** begin Text to read **
# Was bored so I bought a 10 gal ADA setup



## three105 (Nov 15, 2007)

not filled... there's a few to get you started tho... I'll get some once it clears up.

Oh and that's on my Iphone so give me a break... my buddy has my dig cam right now...

if you wanna complain about the quality show me what your phone can do.


----------



## mizu-chan (May 13, 2008)

Wow, I wish I could buy an ADA set-up every time i got bored. :icon_roll
Looks good so far. The rocks are a bit too symmetrical for my taste, but it's coming along.


----------



## roybot73 (Dec 15, 2007)

Wow, what's with all the attitude? 
Have fun with your 9.6 WPGroud:


----------



## Gatekeeper (Feb 20, 2007)

Cute little tank. A few comments.

The veins of the rock on the left and right are unnatural to the rock in the center. The center rock may have been better placed by moving slightly left of center or right of centerrrrrrrrrr (kind of too proportional). Some sloping of the substraaaaaate may have enhanced the rocks a bit more.

Any plans for a background plant(s)? Whats your plan for filtrationnnnnn and faunaaaaa?


----------



## fish_fasinated (Mar 30, 2006)

i would move the larger rock to one side and bunch the other two on the opposite side. i have a thing for the number three but im a wierdo that way lol

oh and slope your substrateso it dips in the middle between the rock piles, should work well methinks


----------



## Down_Shift (Sep 20, 2008)

roybot73 said:


> Wow, what's with all the attitude?
> Have fun with your 9.6 WPGroud:


Agree with Roy, what's up with the attitude x2.. 
I see alot of algae in your future lol.


----------



## chase127 (Jun 8, 2008)

nice someone else with a 45-P! i say once youre done blasting that HC with 96W, sell that light to a reefer, get bored and buy one of these http://www.marineandreef.com/Satellite_Single_40W_Current_USA_Satellite_20_inch_p/rcu01002.htm.  and i would work on moving those rocks around a bit, they look too symmetrical


----------



## Down_Shift (Sep 20, 2008)
** end Text to read **
** begin Record excerpts **
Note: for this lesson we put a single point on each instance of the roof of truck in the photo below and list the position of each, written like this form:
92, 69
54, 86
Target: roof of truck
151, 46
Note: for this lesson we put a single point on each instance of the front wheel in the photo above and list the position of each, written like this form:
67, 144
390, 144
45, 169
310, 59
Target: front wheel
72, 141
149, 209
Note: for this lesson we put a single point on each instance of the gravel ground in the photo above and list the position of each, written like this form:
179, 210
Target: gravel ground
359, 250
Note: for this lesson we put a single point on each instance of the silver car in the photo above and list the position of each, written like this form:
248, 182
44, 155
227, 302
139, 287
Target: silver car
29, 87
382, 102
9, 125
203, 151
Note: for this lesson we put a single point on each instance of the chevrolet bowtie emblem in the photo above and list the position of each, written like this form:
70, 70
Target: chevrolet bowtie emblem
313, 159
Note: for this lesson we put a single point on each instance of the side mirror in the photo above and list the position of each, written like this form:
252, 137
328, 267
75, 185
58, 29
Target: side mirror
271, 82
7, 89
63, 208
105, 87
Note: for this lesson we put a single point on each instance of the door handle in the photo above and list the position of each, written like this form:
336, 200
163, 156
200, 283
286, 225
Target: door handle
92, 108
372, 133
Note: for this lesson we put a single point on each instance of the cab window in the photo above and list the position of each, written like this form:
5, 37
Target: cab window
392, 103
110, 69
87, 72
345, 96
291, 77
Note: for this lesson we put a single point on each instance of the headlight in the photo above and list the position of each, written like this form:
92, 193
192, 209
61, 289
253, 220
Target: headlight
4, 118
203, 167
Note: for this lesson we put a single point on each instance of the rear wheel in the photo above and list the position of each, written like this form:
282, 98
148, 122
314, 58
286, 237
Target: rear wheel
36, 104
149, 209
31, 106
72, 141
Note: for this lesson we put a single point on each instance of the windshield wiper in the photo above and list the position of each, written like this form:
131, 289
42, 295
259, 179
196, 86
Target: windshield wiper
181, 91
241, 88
** end Record excerpts **
**Set task**
Please carry on the aquarium forum thread from the point where it stops. The rows come from a separate source.

**Answer for the task**
Is it possible to grow the HC emersed with 96w first.. then get a lower wattage for the complete tank when it's ready? think that would be a cool speedy idea


----------



## three105 (Nov 15, 2007)

dude I'm in college... I go to class, go lift, train, study, take care of stuff, then work on tanks... I can keep the HC under control... even if I have to trim it every day.


----------



## three105 (Nov 15, 2007)

btw, no attitude... just trying to get the obvious comments out of the way.

Did not mean to offend anyone was just having a rough day.

I didn't even ask for input, I just thought I would keep a decent log of how the tank comes along and show some cool pictures for people to enjoy.


----------



## three105 (Nov 15, 2007)

"The veins of the rock on the left and right are unnatural to the rock in the center. The center rock may have been better placed by moving slightly left of center or right of centerrrrrrrrrr (kind of too proportional). Some sloping of the substraaaaaate may have enhanced the rocks a bit more."

thanks for the input.


----------



## chase127 (Jun 8, 2008)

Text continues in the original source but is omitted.